→ Task data
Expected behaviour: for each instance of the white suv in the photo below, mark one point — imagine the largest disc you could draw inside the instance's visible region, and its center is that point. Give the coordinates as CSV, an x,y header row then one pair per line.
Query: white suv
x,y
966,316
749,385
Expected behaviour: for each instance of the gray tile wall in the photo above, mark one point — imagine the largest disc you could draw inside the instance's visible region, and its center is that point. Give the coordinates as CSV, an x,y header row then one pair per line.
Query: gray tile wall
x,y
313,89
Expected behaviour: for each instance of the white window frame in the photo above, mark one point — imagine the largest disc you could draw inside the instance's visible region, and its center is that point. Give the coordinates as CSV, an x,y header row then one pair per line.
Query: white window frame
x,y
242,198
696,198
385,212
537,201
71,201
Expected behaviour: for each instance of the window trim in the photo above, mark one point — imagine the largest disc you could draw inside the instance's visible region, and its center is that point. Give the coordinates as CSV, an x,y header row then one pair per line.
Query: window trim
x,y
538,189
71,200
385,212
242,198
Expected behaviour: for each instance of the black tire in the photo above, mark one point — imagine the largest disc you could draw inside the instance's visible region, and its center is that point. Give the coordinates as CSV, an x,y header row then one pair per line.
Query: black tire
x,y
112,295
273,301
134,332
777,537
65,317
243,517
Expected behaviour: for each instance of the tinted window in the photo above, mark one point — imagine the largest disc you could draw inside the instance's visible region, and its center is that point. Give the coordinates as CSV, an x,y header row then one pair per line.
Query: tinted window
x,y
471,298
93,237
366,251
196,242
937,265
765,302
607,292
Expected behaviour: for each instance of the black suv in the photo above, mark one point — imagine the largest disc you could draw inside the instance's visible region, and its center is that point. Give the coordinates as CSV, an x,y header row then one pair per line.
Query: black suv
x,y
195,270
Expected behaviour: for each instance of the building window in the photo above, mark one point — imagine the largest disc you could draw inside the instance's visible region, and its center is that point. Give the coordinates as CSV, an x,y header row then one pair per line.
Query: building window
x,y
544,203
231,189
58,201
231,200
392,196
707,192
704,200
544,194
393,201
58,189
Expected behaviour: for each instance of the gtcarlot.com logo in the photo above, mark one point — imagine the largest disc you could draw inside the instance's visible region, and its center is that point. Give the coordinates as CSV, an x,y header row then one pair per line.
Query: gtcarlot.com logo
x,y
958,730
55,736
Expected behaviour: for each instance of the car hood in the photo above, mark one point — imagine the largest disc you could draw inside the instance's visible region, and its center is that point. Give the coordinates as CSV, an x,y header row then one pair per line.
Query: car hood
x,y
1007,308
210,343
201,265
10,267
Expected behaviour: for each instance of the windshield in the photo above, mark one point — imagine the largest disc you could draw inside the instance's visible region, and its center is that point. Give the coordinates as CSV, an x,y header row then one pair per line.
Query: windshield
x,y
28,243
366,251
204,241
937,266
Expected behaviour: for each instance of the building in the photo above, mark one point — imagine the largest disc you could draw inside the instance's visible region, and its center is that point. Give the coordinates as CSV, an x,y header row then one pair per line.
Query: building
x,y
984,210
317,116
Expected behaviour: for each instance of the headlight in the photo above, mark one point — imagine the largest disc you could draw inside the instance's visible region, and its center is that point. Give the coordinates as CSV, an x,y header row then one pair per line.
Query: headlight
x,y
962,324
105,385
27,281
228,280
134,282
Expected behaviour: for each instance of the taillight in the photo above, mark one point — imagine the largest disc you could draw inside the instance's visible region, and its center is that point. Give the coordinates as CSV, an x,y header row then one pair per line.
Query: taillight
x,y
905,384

→ Work instructions
Return every line of the entries above verbatim, from first to last, with nothing changed.

→ Exercise answer
Expected behaviour: for each instance of the white suv in the photo below, mark one point — imagine the largest disc you could draw inside the instance's visible region, and its center is that point. Give the coordinates as CSV, an x,y header row then one pair per line.
Query: white suv
x,y
966,316
749,385
Expected behaviour: for each instance of the gray tile wall in the photo above, mark one point — imagine the largest disc you could draw inside the instance's visible region, and its center is that point. Give the coordinates as CSV, an x,y header row then one pair per line.
Query: gray tile wall
x,y
313,89
Expected behaviour: for each instance of the white window frame in the photo above, mark one point — imagine the largest disc you could draw inside the instance's visible region, and its center is that point. Give the coordinates as CSV, an x,y header row then one pair per line.
Query: white window frame
x,y
242,198
696,198
385,212
537,201
71,201
Expected behaviour: for each instance of the window trim in the photo above, mark one point — imagine the largest disc you could draw inside the instance's visible region, and its center is that point. Give the coordinates as CSV, an x,y header row then one pair per line.
Query: window trim
x,y
538,189
71,200
385,212
242,198
Expected behaviour: for each instance of the black tire in the photo above, mark one point — imagine the largest disc you could draw inside the instance's visible region, and its center is that point. Give the coordinates as CSV, an x,y header row then one pair per line.
Query: black tire
x,y
112,295
273,301
134,332
777,537
65,317
243,517
Expected behaviour: for each instance of the tinted window in the photo above, mark one point — imagine the largest disc you could draw inside the instance's visible region, and its center is that point. Give the coordinates as CSV, an x,y header row then one pair per line.
Query: tinted window
x,y
471,298
93,237
366,251
196,242
937,265
765,302
607,292
Expected behaviour: for each instance of the black suv in the photo above, mark one point — imagine the largest disc you could draw inside the instance's visible region, and its center is that point. Give the coordinates as CSV, an x,y header row then one pair per line.
Query: black suv
x,y
195,270
Expected behaviour: for each instance of the building window in the photo above, mark one point — imagine the largest disc you could draw inside the instance's visible region, and its center is that point. Give the coordinates as CSV, an x,y header row then one pair per line.
Query: building window
x,y
544,203
231,189
58,201
231,200
392,196
707,192
704,200
544,194
393,201
58,189
Expected behaviour: for each instance of the gtcarlot.com logo in the photo above, mark one point — imagine the largest disc you could draw inside the instance's visible region, and its center is that point. Give the coordinates as CSV, an x,y header row then one pair per line.
Query: gtcarlot.com logo
x,y
958,730
55,736
Expected behaviour: for each instance of the car hood in the photo above, mark one point — imagine the largest disc you could draw inside the instance's visible region, and its center is that point. Give the coordinates as CSV, an x,y header row then one pair per line.
Query: car hood
x,y
1007,308
210,343
201,265
10,267
Expected behaviour: for each instance of the windshield in the photo above, mark one point — imagine the largest disc you could draw inside the instance's visible region, and its center is that point. Give the coordinates as CSV, an x,y header row then one pair per line.
Query: windshield
x,y
28,243
366,251
204,241
937,266
Expected behaviour: for each instance of the building in the photo above, mark one point — imagine the largest disc you could draw inside the instance's visible region, and its center is that point. Give the coordinates as CSV, an x,y header row then one pair per line.
Query: building
x,y
984,210
317,116
Expected behaviour: for each instance of the headlight in the photo above, mark one point — imagine the largest disc you could draw inside the instance's visible region, and its center is that point. Give the coordinates as CSV, an x,y header row then one pair per line.
Query: headlight
x,y
962,324
105,385
27,281
228,280
134,282
Expected behaviour: for each instance of the taillight in the photo above, mark one point — imagine the largest disc you could draw inside the instance's visible region, and its center is that point. Give the coordinates as CSV, an x,y header row then one pair per line.
Query: taillight
x,y
905,384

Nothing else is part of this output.